● **WHAT THE TASK ASKS**:
Continue the passage on depression below, starting after its last sentence.

That antiquated term for depression conjures an impeccably tailored woman draped languidly along a velvet chaise lounge, the back of her hand splayed against her forehead. Her hair is perfection, piled high. A lace curtain flutters from the window behind her. Almost certainly beautiful music is playing.

Let's enter the real world now: When I'm in depression's grip I have not the energy or the inclination to run a comb through my hair, let alone present myself respectably.

Depression is also called unhappiness. But depression is so much more than simply being sad. It is more complex and far more punishing. Left untreated, it takes no prisoners. It is a formidable enemy and one we underestimate and ignore at our peril. It shatters dreams, destroys potential, ruins lives, and in the worst of cases, ends them.

It's been characterized through the ages by both the famous and infamous. Sylvia Plath said it felt like being trapped in a bell jar. Country singers croon about their plain old blues. Black dogs is commonly attributed to Winston Churchill, but it's not mean enough: The dogs would have to be rabid, loose, starved. The slough of despond from John Bunyan's allegory The Pilgrim's Progress sounds almost like a poetic interlude. The mean reds was how the character Holly Golightly differentiated it from garden variety sadness in Truman Capote's novel Breakfast at Tiffany's. From William Styron came Darkness Visible, also the title of his brilliant, harrowing memoir of madness.

Dick Cavett may have described depression's desolation best, calling it "the worst agony devised for man." He has candidly shared his relentless battle with it, narrative fueled by his classic wit. In his New York Times opinion piece "Smiling Through," he said: "When you're downed by this affliction, if there were a curative magic wand on the table eight feet away, it would be too much trouble to go over and pick it up."

For me it's a thief, the sorriest kind. It steals my wit, my smile, my every trace of ease, my very heart. It's wilier than me, and stronger. And it turns out my lights before it leaves.

It's impossible to over-dramatize the wreckage depression causes. Stories of its damage can be unearthed in most families. It is estimated that 350 million suffer worldwide. It stands alone as the leading cause of disability in the world. According to the World Health Organization's October 15th Fact Sheet, astonishingly, over 800,000 die due to suicide every year.

How to describe depression to someone who has never been seized by it? It is a prodigious assignment indeed, like trying to describe the sensation of bitter cold to someone who has only ever experienced the tropics. It is an almost impenetrable, unfathomable condition to those untouched by it.

Symptoms vary but there are constants. First, the physical senses diminish. Everything in the world seems to go a bit blurry at the edges. Your hearing and sight may not actually diminish but it seems that way. Your interest and enthusiasm in all things wanes and inevitably becomes non-existent. All efforts seem geared to escape contact with others, because it demands vigor you simply can't muster. Phone calls and emails are disturbances to be avoided. World news is of no consequence to you. Favorite songs become simply too painful to listen to as they only remind you of happy times that now seem utterly unimaginable.

Making a piece of toast is an achievement. Focus is a thing of the past. You find yourself staring out a window and realize suddenly that an hour has lapsed, and you were entirely unaware.

● **RECORDS SHOWN**:
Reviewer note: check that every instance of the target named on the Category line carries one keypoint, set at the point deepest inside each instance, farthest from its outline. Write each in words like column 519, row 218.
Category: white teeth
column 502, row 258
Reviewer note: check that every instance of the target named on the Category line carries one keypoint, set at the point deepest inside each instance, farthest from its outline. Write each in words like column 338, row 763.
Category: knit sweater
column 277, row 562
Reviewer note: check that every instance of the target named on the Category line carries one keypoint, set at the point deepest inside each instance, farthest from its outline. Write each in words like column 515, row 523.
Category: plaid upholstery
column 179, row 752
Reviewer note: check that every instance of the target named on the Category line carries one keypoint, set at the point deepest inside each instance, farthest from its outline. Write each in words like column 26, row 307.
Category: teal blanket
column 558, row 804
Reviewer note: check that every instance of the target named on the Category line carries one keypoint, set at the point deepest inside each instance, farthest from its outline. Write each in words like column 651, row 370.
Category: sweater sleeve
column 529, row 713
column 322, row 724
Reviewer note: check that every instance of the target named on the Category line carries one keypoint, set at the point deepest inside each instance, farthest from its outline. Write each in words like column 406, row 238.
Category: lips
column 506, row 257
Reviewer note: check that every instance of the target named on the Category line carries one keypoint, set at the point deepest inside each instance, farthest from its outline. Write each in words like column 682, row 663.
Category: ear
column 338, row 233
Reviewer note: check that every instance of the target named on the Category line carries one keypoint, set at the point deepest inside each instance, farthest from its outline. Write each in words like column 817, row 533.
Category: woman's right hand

● **TASK RESULT**:
I was in a car wash yesterday, the huge brushes slapping against the car wildly, all the windows fogged up. It struck me as a good metaphor of the separateness depression creates, the alien-like feelings, the awareness that everyone out there is actually living a life, capable of action and experiencing pleasure, while you are removed, remote, engulfed in a cocoon not of your own making.

I have witnessed depression's toll close hand. When he was well, my Uncle Bill was a vibrant man, a brilliant, self-educated entrepreneur who traveled the world and came to know its workings. But depression consumed him for much of his life, and he drank heavily to quieten his demons. He died of alcoholism in his 50's, tragically, alone.

My Uncle Alec lived most of his life as a solitary figure. My aunt told me that strolling the beach with him once he told her straightforwardly that "if it ever got too much" for him he would simply "walk into the Irish Sea." This is undoubtedly what he did not long after. A letter in his distinctive script was found in his carpentry shop in Brighton, leaving everything to his young apprentice. No one ever saw Alec again. There have been other family suicides.

What I describe here is untreated depression. The good news is that modern drugs are extraordinarily effective at treating the illness with inventive approaches and solutions surfacing daily. Researchers at McLean Hospital in Boston reported in a recent issue of Biological Psychiatry that individuals with major depressive disorders and bipolar disorder who received low-field magnetic stimulation (LFMS) showed immediate and substantial mood improvement and, encouragingly, with no side effects yet reported.

As an SSRI devotee I have gone up and down in dosage over the years but resist going off it entirely. I will do whatever is in my power not to descend into that abyss ever again. When I'm feeling well I stay on a low dosage and monitor things closely. I have dark days, an underlying pervasive sadness that it seems no medicine can eradicate. But this is an integral part of who I am, as much as my being left-handed or redheaded. My melancholy is where my poetry resides, my empathy, my refusal to judge people too quickly.

Being in my company you might never know I suffer. I am generally happy, curious, a bit hyper, and absolutely love to make people laugh. The afflicted among us become exceedingly adept at obscuring our feelings. We must, after all, function in the world. It has shown me we never know what another person is carrying. The poet Longfellow expressed it impeccably: "Every man has his secret sorrows which the world knows not; and often times we call a man cold when he is only sad."

My blues will continue to come and go. My depression is DNA-deep, traceable in my family history. I realize how fortunate I am in that mine is largely treatable.

On those gray days when my despair is palpable it seems such a high price. But on my good days, oh, those glorious, delicious, good days, of which there are many, you will quite often catch me singing.

Out loud.

Photo by the author.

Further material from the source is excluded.